▶ Written task: Rewrite only the lines from the one containing "[Batch spec] Target class: locomotive windshield." through the one containing "[[589, 256, 624, 420]]", both included, as a numbered list. Leave out any blank lines.
========
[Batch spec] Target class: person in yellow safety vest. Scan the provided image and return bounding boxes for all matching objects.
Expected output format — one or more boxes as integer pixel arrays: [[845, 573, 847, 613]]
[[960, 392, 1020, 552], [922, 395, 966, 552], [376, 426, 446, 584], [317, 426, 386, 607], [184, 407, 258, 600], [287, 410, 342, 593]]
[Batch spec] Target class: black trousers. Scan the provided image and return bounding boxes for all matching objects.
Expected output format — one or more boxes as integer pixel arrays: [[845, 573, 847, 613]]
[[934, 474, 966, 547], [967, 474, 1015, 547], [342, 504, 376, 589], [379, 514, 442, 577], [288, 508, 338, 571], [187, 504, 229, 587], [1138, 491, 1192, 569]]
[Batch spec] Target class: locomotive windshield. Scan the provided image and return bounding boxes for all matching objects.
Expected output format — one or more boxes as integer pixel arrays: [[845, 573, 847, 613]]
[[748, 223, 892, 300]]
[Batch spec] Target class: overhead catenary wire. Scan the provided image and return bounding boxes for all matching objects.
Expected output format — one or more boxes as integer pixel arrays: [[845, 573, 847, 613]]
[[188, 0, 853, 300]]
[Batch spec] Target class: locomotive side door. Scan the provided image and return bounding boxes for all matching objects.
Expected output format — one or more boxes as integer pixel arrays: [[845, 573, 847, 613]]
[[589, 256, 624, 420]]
========
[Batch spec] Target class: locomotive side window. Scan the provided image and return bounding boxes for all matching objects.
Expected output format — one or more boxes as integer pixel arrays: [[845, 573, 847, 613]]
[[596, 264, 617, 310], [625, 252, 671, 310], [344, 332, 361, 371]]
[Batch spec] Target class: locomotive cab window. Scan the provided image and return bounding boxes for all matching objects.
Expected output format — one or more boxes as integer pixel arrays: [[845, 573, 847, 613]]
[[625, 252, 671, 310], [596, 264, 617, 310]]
========
▶ The solution:
1. [Batch spec] Target class: locomotive windshield. Scan the provided image and return bounding boxes for all matching objects.
2. Expected output format — one or more boxes as integer pixel arrays: [[845, 573, 847, 613]]
3. [[748, 223, 892, 300]]
4. [Batch spec] Target class: overhead catenary wire. Scan the provided image and return bounding boxes for all matching objects.
5. Expected output format — one or more boxes as integer pixel arrays: [[845, 573, 847, 613]]
6. [[188, 0, 853, 300]]
7. [Batch spec] Target class: locomotive side door. Scan the provided image and return bounding boxes for all matching objects.
8. Expected output format — one or more boxes as integer pixel arrays: [[845, 573, 847, 613]]
9. [[589, 256, 624, 420]]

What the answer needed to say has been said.